Revise the listing below so that each occurrence of "Put a dot on" becomes "Place a marker on", leaving everything else unchanged.

Records from a collection
◇ ◇ ◇ ◇ ◇ ◇ ◇

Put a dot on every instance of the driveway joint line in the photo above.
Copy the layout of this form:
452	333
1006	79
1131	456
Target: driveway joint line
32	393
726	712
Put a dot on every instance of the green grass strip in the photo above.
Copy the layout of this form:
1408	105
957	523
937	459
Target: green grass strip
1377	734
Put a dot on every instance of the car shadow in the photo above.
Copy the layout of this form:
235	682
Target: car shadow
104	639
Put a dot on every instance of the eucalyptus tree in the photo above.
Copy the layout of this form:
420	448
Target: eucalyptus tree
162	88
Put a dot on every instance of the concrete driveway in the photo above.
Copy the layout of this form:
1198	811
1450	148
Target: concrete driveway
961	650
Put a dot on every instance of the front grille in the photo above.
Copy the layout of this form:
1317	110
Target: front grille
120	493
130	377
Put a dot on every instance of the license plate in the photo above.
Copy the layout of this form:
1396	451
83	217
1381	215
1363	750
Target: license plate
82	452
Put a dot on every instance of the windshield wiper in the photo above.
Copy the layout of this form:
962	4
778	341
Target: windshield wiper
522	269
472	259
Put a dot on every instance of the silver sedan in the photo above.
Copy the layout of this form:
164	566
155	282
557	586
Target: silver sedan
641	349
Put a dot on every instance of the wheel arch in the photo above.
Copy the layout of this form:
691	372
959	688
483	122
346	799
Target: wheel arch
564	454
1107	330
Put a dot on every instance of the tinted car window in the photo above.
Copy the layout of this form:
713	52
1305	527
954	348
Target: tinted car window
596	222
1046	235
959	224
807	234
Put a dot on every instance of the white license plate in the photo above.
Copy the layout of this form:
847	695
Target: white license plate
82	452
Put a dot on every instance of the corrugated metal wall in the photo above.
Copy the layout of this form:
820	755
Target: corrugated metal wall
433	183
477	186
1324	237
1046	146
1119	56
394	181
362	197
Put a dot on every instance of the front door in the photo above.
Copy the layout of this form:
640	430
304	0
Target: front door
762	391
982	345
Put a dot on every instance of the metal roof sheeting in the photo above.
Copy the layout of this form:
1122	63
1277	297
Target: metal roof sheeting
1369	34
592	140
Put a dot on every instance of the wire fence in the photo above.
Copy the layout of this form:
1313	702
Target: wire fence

◇ ◇ ◇ ◇ ◇ ◇ ◇

◆ EXERCISE RESPONSE
Place a marker on every instance of the driveway joint line in the photo above.
Copy the layout of this form:
452	333
1006	79
1131	456
Target: driveway joint line
32	393
726	712
Place a marker on every instance of the green grass strip in the photo above.
Copy the layout of this form:
1408	105
957	523
937	459
Target: green grass strip
1377	734
Place a marker on every instance of the car shadow in the photo above.
Copy the layout of this form:
235	682
Target: car shadow
104	639
Place a marker on every instance of the eucalyptus tree in the photo above.
Copy the layout of this form:
420	448
Target: eucalyptus tree
162	88
Place a marker on every instance of the concrete driveway in the photo above.
Copy the layout of this form:
1198	811
1450	148
Target: concrete driveway
961	650
Place a marker on every instance of the front grille in the photo above.
Copy the layout of this form:
1317	110
Target: front grille
120	493
130	377
Place a marker on every instance of the license plate in the photo above.
Copy the layout of this form:
1396	451
83	217
1381	215
1363	750
Target: license plate
82	452
Place a marker on every instance of the windshield wiper in the photo above.
Copy the layout of this form:
962	4
778	341
Target: windshield wiper
522	269
472	259
Place a marker on every instance of the silver sedan in the photo above.
Copy the layout of this form:
164	566
155	282
557	586
Target: silver sedan
641	349
Place a marker on every instance of the wheel arch in the photo above.
Copy the layout of this form:
691	372
959	688
483	122
346	799
Target: wheel arch
564	454
1107	330
Place a marker on every instance of the tinted car window in the photo above.
Copy the layout of this form:
713	52
1305	527
954	348
Target: tinted car window
596	222
1046	235
959	224
807	234
Place a marker on every instance of the white license plate in the photo above.
Copy the layout of this form:
847	695
Target: white license plate
82	452
Place a marker on every instance of the corrugated metal wall in the photo above.
Copy the layout of this form:
820	755
Target: corrugated metal wall
433	183
477	186
1324	237
1046	146
1119	56
394	181
362	197
Place a marker on every instance of the front door in the photo above.
Copy the layout of this form:
640	430
304	0
Target: front door
762	391
982	345
Place a marker on every instance of the metal roof sheeting in the photo above.
Copy the layout of this form:
1122	63
1277	297
Target: metal roof sheeting
1369	34
592	140
Place a marker on every instance of the wire fence in the photo above.
Copy the layout of this form:
1313	702
Target: wire fence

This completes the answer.